### YOUR GOAL
Exact copies of the records below are required.

### RECORD EXTRACTS
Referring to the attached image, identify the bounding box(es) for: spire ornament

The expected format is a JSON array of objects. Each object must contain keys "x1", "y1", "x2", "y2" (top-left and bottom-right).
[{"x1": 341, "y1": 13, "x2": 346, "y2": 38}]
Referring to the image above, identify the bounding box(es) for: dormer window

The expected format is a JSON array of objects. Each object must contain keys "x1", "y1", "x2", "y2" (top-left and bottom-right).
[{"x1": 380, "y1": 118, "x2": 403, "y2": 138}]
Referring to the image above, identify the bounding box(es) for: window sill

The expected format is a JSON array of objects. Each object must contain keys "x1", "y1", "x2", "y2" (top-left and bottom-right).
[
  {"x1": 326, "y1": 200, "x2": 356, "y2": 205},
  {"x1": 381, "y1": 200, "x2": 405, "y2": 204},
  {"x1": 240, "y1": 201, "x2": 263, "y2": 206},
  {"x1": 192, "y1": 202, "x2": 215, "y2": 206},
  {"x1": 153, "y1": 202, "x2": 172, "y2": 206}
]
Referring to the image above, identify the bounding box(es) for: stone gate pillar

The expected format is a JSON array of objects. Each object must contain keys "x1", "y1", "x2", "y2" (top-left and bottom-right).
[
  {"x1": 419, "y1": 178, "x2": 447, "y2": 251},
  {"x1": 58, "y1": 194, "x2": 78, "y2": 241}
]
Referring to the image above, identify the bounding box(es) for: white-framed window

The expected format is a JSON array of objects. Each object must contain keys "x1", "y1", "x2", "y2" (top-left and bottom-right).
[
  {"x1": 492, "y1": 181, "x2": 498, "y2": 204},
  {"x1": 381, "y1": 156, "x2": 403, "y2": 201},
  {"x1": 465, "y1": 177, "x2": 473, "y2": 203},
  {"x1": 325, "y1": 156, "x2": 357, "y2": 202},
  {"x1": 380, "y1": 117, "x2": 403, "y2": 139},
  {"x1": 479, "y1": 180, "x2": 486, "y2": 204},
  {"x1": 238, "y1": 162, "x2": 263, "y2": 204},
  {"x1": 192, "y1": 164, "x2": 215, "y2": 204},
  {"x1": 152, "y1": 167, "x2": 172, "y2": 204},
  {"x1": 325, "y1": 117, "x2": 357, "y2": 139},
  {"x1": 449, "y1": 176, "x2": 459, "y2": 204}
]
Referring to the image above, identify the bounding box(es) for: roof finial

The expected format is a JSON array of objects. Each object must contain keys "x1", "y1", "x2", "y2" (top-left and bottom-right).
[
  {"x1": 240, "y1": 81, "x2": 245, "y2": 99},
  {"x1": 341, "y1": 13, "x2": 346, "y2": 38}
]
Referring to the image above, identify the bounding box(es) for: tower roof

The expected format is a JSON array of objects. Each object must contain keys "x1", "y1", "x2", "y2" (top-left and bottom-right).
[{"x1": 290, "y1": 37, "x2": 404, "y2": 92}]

### SOLUTION
Referring to the attached image, identify the bounding box(es) for: spire ornament

The expected format is a JSON array of objects. Each object must contain keys "x1", "y1", "x2", "y2" (top-left and bottom-right).
[{"x1": 341, "y1": 13, "x2": 346, "y2": 38}]
Referring to the image above, identify the bounding box(es) for: dormer window

The expected format is a JSON array of objects. Each object must contain keys "x1", "y1", "x2", "y2" (top-left and bottom-right).
[{"x1": 380, "y1": 118, "x2": 403, "y2": 138}]
Referring to the image above, identify the bounding box(es) for: window sill

The expected format is a JSON array of objects. Each object must contain keys "x1", "y1", "x2", "y2" (top-left and bottom-right).
[
  {"x1": 326, "y1": 200, "x2": 356, "y2": 205},
  {"x1": 381, "y1": 200, "x2": 405, "y2": 204},
  {"x1": 240, "y1": 201, "x2": 263, "y2": 206},
  {"x1": 192, "y1": 202, "x2": 215, "y2": 206},
  {"x1": 153, "y1": 202, "x2": 172, "y2": 206}
]
Referring to the image above, identify the bounding box(es) for: stone gate pillar

The expected format is a JSON array of objects. Each object must contain keys "x1", "y1", "x2", "y2" (top-left and bottom-right).
[
  {"x1": 419, "y1": 178, "x2": 447, "y2": 251},
  {"x1": 58, "y1": 194, "x2": 78, "y2": 241}
]
Referring to the image above, identify the bounding box(es) for: white-framed window

The expected format is a JSON array of objects. Each object must contain keys "x1", "y1", "x2", "y2" (top-left and bottom-right).
[
  {"x1": 492, "y1": 181, "x2": 498, "y2": 204},
  {"x1": 381, "y1": 156, "x2": 403, "y2": 201},
  {"x1": 465, "y1": 177, "x2": 473, "y2": 203},
  {"x1": 325, "y1": 156, "x2": 357, "y2": 202},
  {"x1": 380, "y1": 117, "x2": 403, "y2": 139},
  {"x1": 479, "y1": 180, "x2": 486, "y2": 204},
  {"x1": 238, "y1": 162, "x2": 263, "y2": 204},
  {"x1": 192, "y1": 164, "x2": 215, "y2": 204},
  {"x1": 152, "y1": 167, "x2": 172, "y2": 204},
  {"x1": 325, "y1": 117, "x2": 357, "y2": 139},
  {"x1": 449, "y1": 176, "x2": 459, "y2": 204}
]
Referring to the image above, identify the bounding box(es) for: roof finial

The expected format is a JSON array of objects. Each object must contain keys "x1", "y1", "x2", "y2" (top-left and bottom-right).
[
  {"x1": 240, "y1": 81, "x2": 245, "y2": 99},
  {"x1": 341, "y1": 13, "x2": 346, "y2": 38}
]
Referring to the image above, identify the bounding box(es) for: tower roof

The expected format is a JSON array of objects. Each object must contain keys "x1", "y1", "x2", "y2" (top-left and bottom-right).
[{"x1": 290, "y1": 37, "x2": 404, "y2": 92}]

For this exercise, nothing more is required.